_TASK INSTRUCTIONS_
According to the text on Netflix's quarterly results, how many worldwide subscribers did Netflix have at the end of September?

The 5.1 million subscribers that Netflix added during the July-September period represented a 42% decline from the total gained during the same time last year. Even so, the company’s revenue and profit rose at a faster pace than analysts had projected, according to FactSet Research.

Netflix ended September with 282.7 million worldwide subscribers — far more than any other streaming service.

The Los Gatos, California, company earned $2.36 billion, or $5.40 per share, a 41% increase from the same time last year. Revenue climbed 15% from a year ago to $9.82 billion. Netflix management predicted the company’s revenue will rise at the same 15% year-over-year pace during the October-December period, slightly than better than analysts have been expecting.

The strong financial performance in the past quarter coupled with the upbeat forecast eclipsed any worries about slowing subscriber growth. Netflix’s stock price surged nearly 4% in extended trading after the numbers came out, building upon a more than 40% increase in the company’s shares so far this year.

The past quarter’s subscriber gains were the lowest posted in any three-month period since the beginning of last year. That drop-off indicates Netflix is shifting to a new phase after reaping the benefits from a ban on the once-rampant practice of sharing account passwords that enabled an estimated 100 million people watch its popular service without paying for it.

The crackdown, triggered by a rare loss of subscribers coming out of the pandemic in 2022, helped Netflix add 57 million subscribers from June 2022 through this June — an average of more than 7 million per quarter, while many of its industry rivals have been struggling as households curbed their discretionary spending.

Netflix’s gains also were propelled by a low-priced version of its service that included commercials for the first time in its history. The company still is only getting a small fraction of its revenue from the 2-year-old advertising push, but Netflix is intensifying its focus on that segment of its business to help boost its profits.

In a letter to shareholder, Netflix reiterated previous cautionary notes about its expansion into advertising, though the low-priced option including commercials has become its fastest growing segment.

“We have much more work to do improving our offering for advertisers, which will be a priority over the next few years,” Netflix management wrote in the letter.

As part of its evolution, Netflix has been increasingly supplementing its lineup of scripted TV series and movies with live programming, such as a Labor Day spectacle featuring renowned glutton Joey Chestnut setting a world record for gorging on hot dogs in a showdown with his longtime nemesis Takeru Kobayashi.

Netflix will be trying to attract more viewer during the current quarter with a Nov. 15 fight pitting former heavyweight champion Mike Tyson against Jake Paul, a YouTube sensation turned boxer, and two National Football League games on Christmas Day.

_MATERIAL SHOWN_
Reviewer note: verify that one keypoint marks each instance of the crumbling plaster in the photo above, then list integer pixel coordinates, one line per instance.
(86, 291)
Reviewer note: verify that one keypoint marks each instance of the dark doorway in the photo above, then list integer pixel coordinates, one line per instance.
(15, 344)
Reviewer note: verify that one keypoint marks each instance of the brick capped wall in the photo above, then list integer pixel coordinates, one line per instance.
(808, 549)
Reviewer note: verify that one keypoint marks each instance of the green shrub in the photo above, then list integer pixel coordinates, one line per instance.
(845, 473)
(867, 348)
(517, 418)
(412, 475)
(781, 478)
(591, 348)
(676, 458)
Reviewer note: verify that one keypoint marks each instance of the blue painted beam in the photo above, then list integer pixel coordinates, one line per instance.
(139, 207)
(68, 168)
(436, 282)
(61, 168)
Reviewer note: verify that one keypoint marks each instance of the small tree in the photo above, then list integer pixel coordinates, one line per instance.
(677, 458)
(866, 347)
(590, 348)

_RESPONSE FOR THIS EXERCISE_
282.7 million